-- BEGIN --

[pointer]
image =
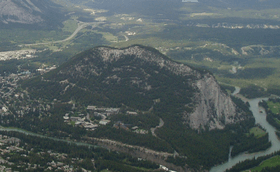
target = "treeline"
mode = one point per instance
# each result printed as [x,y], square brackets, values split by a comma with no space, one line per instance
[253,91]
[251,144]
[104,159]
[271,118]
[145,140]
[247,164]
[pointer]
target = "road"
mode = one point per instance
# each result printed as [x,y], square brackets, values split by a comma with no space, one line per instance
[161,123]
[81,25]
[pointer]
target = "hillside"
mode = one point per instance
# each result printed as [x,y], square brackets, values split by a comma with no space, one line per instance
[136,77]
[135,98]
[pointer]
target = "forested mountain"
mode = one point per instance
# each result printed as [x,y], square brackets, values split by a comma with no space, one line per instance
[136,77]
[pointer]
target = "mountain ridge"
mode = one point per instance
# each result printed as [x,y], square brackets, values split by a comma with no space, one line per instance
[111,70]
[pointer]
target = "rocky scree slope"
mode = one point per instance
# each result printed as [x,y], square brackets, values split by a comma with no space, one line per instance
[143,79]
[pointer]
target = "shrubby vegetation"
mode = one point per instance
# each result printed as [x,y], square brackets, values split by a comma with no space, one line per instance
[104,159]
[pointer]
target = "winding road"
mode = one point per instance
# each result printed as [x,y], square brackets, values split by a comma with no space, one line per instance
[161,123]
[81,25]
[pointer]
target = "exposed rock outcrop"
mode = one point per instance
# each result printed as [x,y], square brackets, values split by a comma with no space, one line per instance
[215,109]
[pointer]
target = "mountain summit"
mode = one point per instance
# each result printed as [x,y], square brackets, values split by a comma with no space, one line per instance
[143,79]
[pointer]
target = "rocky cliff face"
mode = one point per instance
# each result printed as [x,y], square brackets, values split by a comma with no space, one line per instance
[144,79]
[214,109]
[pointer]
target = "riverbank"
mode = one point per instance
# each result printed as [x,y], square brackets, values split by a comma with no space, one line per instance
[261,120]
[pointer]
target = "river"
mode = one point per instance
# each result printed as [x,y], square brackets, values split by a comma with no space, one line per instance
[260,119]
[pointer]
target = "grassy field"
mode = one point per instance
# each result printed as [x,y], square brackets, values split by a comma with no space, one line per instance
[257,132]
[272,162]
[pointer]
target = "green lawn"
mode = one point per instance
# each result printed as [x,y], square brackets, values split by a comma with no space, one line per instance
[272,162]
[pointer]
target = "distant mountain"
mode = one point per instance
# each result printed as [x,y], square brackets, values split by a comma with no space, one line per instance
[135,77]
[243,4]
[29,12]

-- END --
-- BEGIN --

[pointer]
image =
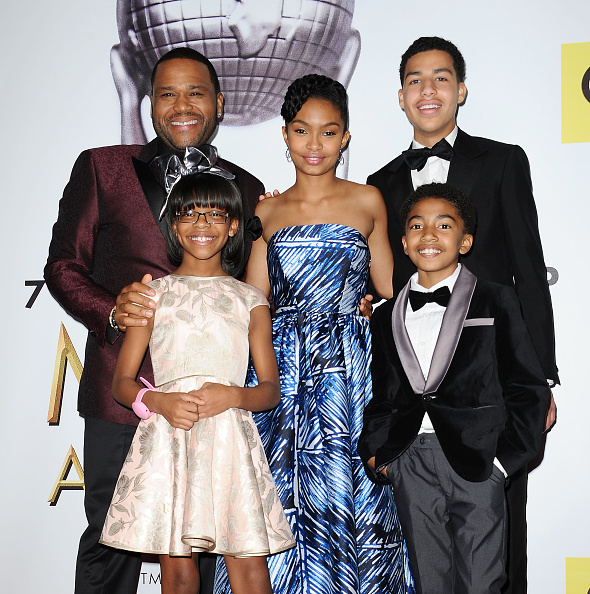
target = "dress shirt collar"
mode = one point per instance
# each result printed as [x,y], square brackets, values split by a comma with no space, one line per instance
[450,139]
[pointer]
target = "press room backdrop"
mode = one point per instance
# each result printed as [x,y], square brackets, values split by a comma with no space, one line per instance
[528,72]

-- END --

_GIVEN PROBLEM_: Find every line in the records that contains the word "rocky", matching case exactly, and copy each of those lines in full.

_WRITTEN ANSWER_:
target = "rocky scree slope"
target = "rocky cliff face"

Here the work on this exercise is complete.